Task prompt |
Quote each of the items below verbatim.

Entries provided |
----------

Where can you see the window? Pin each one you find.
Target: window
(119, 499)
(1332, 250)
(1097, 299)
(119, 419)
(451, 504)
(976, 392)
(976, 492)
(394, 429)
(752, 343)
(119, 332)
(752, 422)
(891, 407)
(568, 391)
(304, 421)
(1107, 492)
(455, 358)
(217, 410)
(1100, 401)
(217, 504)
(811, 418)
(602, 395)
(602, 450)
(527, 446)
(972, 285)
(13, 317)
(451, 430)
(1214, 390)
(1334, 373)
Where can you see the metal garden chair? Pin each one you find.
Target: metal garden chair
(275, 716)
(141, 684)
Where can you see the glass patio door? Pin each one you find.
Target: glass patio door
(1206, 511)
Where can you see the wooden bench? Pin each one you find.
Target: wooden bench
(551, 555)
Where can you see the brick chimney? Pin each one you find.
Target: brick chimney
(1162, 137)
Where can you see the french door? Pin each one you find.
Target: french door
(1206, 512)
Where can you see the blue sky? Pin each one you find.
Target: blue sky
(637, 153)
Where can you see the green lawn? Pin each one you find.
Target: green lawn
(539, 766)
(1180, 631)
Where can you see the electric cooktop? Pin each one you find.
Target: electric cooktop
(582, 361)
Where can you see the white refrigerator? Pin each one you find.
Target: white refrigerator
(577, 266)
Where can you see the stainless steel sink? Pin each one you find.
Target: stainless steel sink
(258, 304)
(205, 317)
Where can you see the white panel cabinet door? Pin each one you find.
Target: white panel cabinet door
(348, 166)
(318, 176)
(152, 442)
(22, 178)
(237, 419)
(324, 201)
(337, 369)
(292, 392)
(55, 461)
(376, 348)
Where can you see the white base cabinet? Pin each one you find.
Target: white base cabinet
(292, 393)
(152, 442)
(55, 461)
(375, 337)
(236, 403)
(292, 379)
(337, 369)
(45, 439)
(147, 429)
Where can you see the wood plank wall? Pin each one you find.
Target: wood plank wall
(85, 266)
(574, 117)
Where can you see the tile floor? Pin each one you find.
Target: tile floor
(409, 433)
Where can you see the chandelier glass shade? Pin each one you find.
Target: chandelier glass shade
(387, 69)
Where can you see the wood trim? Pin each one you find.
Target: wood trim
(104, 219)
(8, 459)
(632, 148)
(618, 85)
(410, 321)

----------

Response |
Where can you see the window? Pin each one you find.
Target: window
(119, 499)
(1332, 250)
(1097, 299)
(119, 419)
(451, 504)
(976, 392)
(976, 492)
(394, 429)
(752, 343)
(119, 332)
(752, 422)
(891, 407)
(568, 391)
(304, 421)
(1107, 492)
(455, 358)
(217, 410)
(1100, 401)
(217, 504)
(811, 418)
(602, 395)
(602, 450)
(527, 446)
(972, 285)
(13, 317)
(451, 430)
(1214, 390)
(1334, 373)
Where can you see the metal garden chair? Pin each one you find.
Target: metal garden chair
(275, 716)
(141, 684)
Where can you see the glass patio door? Pin each one you find.
Target: glass patio door
(1206, 511)
Where can you see the wooden bench? Pin each one you find.
Target: wooden bench
(551, 555)
Where can you see the brick chimney? Pin each one you find.
Target: brick chimney
(1162, 137)
Where can you see the french door? Pin each one you find.
Target: french door
(1206, 512)
Where can you see the blue sky? Pin each one you find.
Target: blue sky
(637, 153)
Where can you see the green lawn? Pin each one you find.
Target: green lawn
(539, 766)
(1180, 631)
Where can you see the electric cooktop? Pin each one you find.
Target: electric cooktop
(582, 361)
Where can you see the white refrigerator? Pin each one you find.
Target: white refrigerator
(577, 266)
Where can you see the stainless steel sink? Pin each one you find.
Target: stainless steel sink
(258, 304)
(205, 317)
Where can you see the white panel cabinet door? Pin each one you find.
Target: white panel cabinet door
(348, 166)
(318, 176)
(152, 442)
(22, 178)
(237, 419)
(324, 201)
(337, 369)
(292, 392)
(55, 461)
(376, 348)
Where can you see the white base cabinet? Pin each one you find.
Target: white base cabinet
(292, 393)
(152, 442)
(55, 461)
(375, 337)
(236, 403)
(292, 379)
(337, 369)
(45, 439)
(147, 429)
Where can you see the wood plank wall? Pin each one you find.
Target: wood plank wall
(85, 266)
(574, 117)
Where can you see the tile floor? Pin each one you find.
Target: tile floor
(409, 433)
Where can you see the chandelier glass shade? Pin each one you find.
Target: chandelier glass shade
(387, 69)
Where can you see the wood trim? Pin each one you find.
Target: wood trim
(104, 219)
(8, 459)
(632, 148)
(618, 85)
(410, 321)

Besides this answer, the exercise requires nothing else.